● **GOAL OF THE EXERCISE**: Take the line that contains "point: the red and" as the first line and the last line of the material below as the final one; reproduce exactly the lines between, inclusive.

● **GIVEN DATA**:

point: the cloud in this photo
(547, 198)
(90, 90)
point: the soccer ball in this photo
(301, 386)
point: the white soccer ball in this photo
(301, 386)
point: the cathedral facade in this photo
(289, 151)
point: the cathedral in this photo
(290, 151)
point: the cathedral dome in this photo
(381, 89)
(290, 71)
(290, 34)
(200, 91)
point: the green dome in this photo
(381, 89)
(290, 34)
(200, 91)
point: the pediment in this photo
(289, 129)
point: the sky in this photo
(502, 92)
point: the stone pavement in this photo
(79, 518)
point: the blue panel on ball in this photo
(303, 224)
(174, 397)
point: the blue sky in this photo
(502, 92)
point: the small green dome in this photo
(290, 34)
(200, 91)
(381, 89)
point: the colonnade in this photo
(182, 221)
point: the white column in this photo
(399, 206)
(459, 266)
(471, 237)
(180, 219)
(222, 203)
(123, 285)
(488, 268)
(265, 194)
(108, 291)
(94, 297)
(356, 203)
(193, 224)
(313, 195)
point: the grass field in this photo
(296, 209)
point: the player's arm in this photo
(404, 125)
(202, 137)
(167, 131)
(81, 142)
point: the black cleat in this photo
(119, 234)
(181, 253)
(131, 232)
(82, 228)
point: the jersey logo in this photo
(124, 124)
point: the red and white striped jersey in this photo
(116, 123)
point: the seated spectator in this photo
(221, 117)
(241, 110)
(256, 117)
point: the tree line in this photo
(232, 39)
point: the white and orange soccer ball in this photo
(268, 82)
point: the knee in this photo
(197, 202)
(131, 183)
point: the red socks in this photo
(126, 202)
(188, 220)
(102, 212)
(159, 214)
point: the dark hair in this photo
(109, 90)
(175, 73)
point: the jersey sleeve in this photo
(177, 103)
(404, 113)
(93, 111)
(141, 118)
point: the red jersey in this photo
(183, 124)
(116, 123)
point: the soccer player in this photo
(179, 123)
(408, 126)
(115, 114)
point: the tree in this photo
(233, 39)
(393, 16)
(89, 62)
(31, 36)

● **RESPONSE AREA**:
point: the red and white striped jersey in this photo
(116, 123)
point: the seated spectator in this photo
(221, 117)
(241, 110)
(256, 117)
point: the tree line in this photo
(232, 39)
point: the white and orange soccer ball in this photo
(268, 82)
point: the knee in this photo
(197, 202)
(131, 183)
point: the red socks in this photo
(126, 202)
(188, 220)
(102, 212)
(159, 214)
point: the dark hair in this photo
(109, 90)
(175, 73)
point: the jersey sleeve in this photo
(177, 103)
(404, 113)
(93, 111)
(141, 118)
point: the red jersey in this photo
(183, 124)
(116, 123)
point: the soccer player in this photo
(179, 123)
(408, 126)
(115, 114)
point: the tree in this photo
(233, 39)
(393, 16)
(89, 62)
(31, 36)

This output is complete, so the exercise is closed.